ARTICLE =>
- Born: 26 December 1939
- Died: 25 June 2018 (aged 78) Hampshire, England

Academic background
- Alma mater: University College London

Academic work
- Institutions: University of Manchester Institute of Science and Technology (UMIST), University of Portsmouth

= John Frederick Pickering =

British economic and business consultant (1939–2018)

John Frederick Pickering, (26 December 1939 – 25 June 2018) was a British economic and business consultant. He held senior posts at several UK universities and served on the Monopolies and Mergers Commission (MMC) and Competition Commission Appeal Tribunal. He was a member of the General Synod of the Church of England as well as a church commissioner and president of the Bible Churchmen's Missionary Society (BCMS)-Crosslinks.

==Education and career==
Pickering was educated at Slough Grammar School for Boys (now Upton Court Grammar School). He later studied at University College London (UCL) where he obtained his BSc, PhD, and DSc.

Pickering began his professional career as an industrial market research executive (1961–62) before being appointed as a lecturer at Durham University (1964–66) and University of Sussex (1966–73). After a brief period at the Administrative Staff College, Henley (now Henley Business School) he joined University of Manchester Institute of Science and Technology (UMIST) as professor of industrial economics (1975–88), later serving as both vice-principal (1983–85) and dean (1985–87).

Between 1988 and 1990, Pickering served as vice-president of the University of Portsmouth (formerly Portsmouth Polytechnic); he was also the institution's acting president (1990–1), deputy president (1991–92), and deputy vice-chancellor (1992–94). He was dismissed in 1994, shortly after acting as a whistleblower.

Pickering was subsequently professor of Business Strategy at the University of Bath School of Management (1997–2000) and a visiting professor at both Durham University Business School (1995–98) and the University of Southampton's School of Management (2001–04).

RECORDS SHOWN =>
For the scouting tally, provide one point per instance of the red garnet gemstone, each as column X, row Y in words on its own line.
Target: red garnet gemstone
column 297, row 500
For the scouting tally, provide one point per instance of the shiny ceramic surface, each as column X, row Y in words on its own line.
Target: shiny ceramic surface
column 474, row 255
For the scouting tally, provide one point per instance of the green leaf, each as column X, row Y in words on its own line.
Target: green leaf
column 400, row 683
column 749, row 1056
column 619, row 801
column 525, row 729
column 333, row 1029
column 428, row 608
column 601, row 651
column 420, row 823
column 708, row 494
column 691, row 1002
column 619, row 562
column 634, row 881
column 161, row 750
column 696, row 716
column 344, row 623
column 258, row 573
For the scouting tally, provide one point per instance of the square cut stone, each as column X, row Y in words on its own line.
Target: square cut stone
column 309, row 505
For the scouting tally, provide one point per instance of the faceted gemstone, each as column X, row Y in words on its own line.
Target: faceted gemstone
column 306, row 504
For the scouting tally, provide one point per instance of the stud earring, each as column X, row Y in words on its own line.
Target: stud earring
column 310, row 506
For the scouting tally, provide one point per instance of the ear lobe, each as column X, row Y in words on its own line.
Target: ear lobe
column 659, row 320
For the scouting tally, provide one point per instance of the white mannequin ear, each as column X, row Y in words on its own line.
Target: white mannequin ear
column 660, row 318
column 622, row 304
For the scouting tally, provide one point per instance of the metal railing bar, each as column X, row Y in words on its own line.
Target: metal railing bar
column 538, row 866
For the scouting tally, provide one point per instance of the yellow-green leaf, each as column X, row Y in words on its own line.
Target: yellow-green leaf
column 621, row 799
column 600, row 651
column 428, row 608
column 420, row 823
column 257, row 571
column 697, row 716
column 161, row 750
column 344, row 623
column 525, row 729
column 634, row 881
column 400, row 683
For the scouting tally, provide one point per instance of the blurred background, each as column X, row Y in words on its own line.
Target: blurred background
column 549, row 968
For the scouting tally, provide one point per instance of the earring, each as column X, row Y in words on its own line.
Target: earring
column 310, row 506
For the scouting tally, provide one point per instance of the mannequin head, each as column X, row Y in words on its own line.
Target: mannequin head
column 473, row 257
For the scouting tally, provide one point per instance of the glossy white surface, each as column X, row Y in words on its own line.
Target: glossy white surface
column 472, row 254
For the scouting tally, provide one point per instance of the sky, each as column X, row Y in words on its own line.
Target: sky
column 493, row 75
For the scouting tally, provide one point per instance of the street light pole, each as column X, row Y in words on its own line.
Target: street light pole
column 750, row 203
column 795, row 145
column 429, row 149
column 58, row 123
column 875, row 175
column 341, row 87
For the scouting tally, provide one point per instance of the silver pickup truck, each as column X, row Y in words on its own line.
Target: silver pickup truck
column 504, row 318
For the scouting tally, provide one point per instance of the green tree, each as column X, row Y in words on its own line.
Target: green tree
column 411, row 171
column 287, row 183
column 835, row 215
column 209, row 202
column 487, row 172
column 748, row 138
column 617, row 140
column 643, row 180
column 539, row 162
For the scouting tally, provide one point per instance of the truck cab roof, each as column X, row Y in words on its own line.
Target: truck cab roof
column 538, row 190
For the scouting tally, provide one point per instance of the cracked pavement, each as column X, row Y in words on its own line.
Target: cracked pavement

PROMPT 1 => For each of the statements (a), (b) and (c), answer yes or no according to the Pickering biography, and quote the words of the text that decide it. (a) Pickering lectured at the University of Sussex. (b) He became dean at UMIST before he became its vice-principal. (c) He earned his PhD at Durham University.
PROMPT 2 => Output a passage from the Pickering biography word for word, beginning at the words "Academic background" and stopping after the words "business consultant (1939–2018)".

FULL RESPONSE 1 =>
(a) Yes: "appointed as a lecturer at Durham University (1964–66) and University of Sussex (1966–73)"
(b) No: "later serving as both vice-principal (1983–85) and dean (1985–87)"
(c) No: "He later studied at University College London (UCL) where he obtained his BSc, PhD, and DSc."

FULL RESPONSE 2 =>
Academic background
- Alma mater: University College London

Academic work
- Institutions: University of Manchester Institute of Science and Technology (UMIST), University of Portsmouth

= John Frederick Pickering =

British economic and business consultant (1939–2018)